Task item. Could you put every line of the data, starting with the first line and going through the line containing "negative clicks: (567, 127) (187, 333)", into a JSON list of strings with one string per line and any blank lines left out?

Material to process.
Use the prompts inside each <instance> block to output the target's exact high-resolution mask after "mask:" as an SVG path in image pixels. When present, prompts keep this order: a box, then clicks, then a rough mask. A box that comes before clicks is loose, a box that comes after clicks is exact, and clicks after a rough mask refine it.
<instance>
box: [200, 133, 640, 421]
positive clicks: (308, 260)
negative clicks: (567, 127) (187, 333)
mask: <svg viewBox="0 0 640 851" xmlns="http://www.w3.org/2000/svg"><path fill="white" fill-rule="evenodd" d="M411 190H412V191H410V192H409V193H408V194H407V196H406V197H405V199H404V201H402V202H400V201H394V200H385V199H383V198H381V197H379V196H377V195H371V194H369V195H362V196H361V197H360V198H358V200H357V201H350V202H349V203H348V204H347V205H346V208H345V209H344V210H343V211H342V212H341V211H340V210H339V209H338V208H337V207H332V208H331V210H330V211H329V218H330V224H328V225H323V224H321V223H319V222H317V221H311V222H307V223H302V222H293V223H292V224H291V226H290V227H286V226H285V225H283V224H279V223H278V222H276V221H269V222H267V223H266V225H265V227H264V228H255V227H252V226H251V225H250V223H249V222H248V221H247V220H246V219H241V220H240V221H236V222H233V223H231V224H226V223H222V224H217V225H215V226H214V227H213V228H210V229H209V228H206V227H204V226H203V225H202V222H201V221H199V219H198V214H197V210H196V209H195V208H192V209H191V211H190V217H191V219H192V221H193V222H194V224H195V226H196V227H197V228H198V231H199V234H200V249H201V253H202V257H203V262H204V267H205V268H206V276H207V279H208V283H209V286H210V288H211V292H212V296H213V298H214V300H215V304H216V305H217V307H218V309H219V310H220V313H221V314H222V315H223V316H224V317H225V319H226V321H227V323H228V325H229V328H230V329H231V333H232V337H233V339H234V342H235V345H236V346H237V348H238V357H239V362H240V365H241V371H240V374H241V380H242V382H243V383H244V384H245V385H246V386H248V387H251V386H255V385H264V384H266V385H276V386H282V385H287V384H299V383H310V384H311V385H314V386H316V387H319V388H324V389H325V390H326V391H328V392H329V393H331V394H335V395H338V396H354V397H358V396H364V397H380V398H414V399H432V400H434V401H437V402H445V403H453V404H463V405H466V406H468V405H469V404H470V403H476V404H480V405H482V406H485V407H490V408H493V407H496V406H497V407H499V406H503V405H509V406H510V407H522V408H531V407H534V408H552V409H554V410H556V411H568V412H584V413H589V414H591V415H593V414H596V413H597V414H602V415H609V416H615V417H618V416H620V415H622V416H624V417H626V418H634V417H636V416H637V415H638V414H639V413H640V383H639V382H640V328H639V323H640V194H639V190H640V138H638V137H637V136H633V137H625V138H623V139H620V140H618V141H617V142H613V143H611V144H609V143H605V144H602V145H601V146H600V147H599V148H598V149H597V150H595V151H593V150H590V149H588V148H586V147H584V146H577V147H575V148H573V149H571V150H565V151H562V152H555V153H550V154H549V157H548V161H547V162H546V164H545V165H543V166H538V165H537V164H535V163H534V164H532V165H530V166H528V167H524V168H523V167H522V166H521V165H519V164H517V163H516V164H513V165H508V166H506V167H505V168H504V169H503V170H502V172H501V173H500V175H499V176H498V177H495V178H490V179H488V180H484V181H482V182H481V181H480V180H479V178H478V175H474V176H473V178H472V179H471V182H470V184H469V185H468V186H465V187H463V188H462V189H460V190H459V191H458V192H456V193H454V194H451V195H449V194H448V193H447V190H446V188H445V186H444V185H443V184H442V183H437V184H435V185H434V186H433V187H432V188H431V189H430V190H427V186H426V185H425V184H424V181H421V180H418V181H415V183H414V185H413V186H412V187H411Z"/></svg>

Expected answer.
[
  "Use the prompts inside each <instance> block to output the target's exact high-resolution mask after \"mask:\" as an SVG path in image pixels. When present, prompts keep this order: a box, then clicks, then a rough mask. A box that comes before clicks is loose, a box that comes after clicks is exact, and clicks after a rough mask refine it.",
  "<instance>",
  "box: [200, 133, 640, 421]",
  "positive clicks: (308, 260)",
  "negative clicks: (567, 127) (187, 333)"
]